▶ [LISTED ENTRIES]:
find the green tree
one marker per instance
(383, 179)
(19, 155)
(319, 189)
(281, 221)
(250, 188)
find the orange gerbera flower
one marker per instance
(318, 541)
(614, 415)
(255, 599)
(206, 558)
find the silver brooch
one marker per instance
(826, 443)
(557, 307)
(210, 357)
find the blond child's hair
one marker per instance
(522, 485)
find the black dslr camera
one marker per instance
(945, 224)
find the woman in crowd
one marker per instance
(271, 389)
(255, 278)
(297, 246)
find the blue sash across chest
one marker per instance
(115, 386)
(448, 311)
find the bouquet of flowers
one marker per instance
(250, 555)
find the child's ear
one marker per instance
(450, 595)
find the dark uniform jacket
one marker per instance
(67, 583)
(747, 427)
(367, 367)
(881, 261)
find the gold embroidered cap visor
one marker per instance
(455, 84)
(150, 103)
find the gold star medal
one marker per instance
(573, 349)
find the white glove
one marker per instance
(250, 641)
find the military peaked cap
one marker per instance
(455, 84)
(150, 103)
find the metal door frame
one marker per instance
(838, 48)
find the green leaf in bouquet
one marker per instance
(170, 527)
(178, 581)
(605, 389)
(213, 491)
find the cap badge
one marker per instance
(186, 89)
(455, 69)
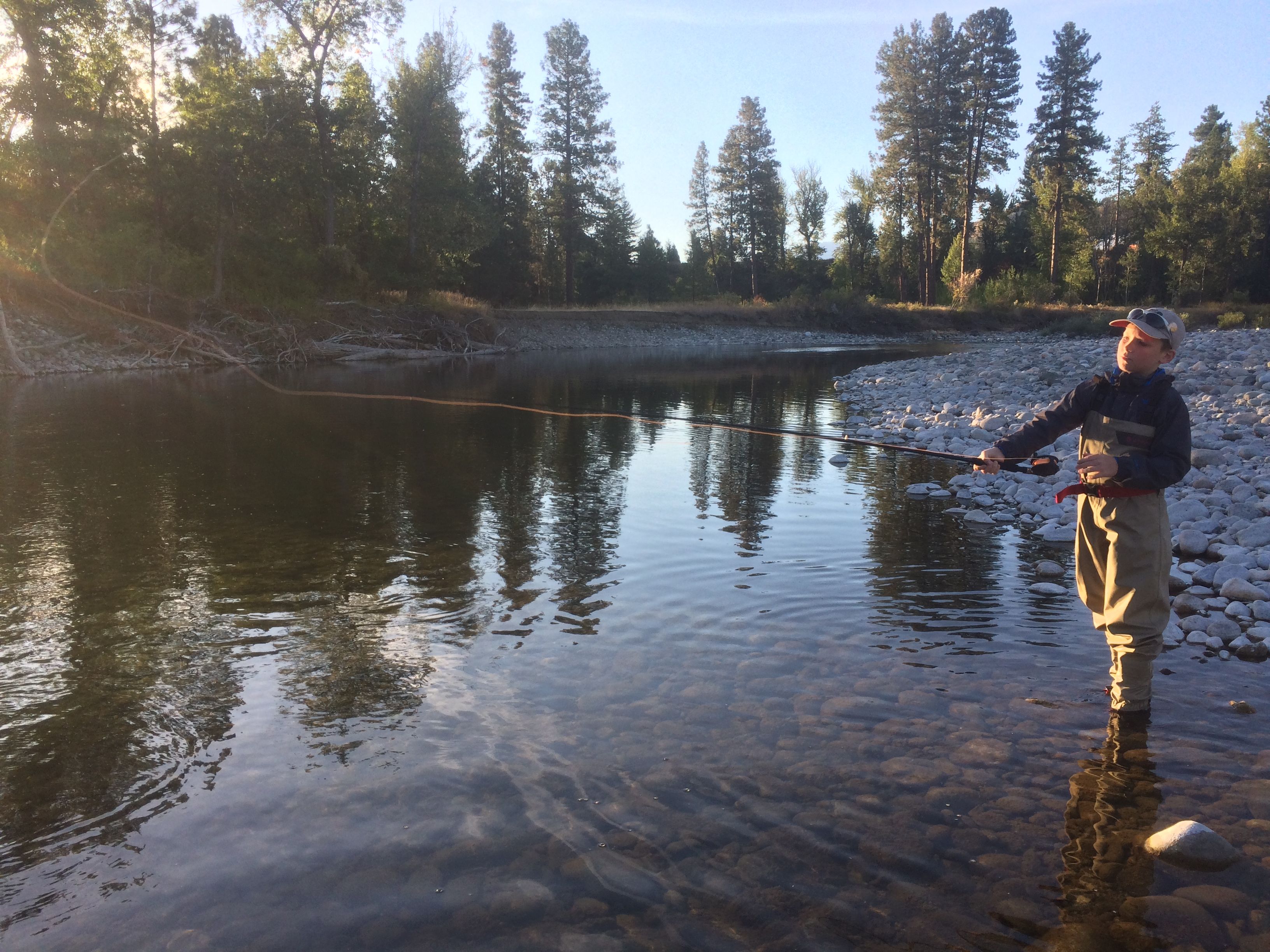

▶ [WHAT NEEDS TO BE DONE]:
Tally the lines in the listing above that contain the string "green" and give only the number.

▶ [SOLUTION BELOW]:
2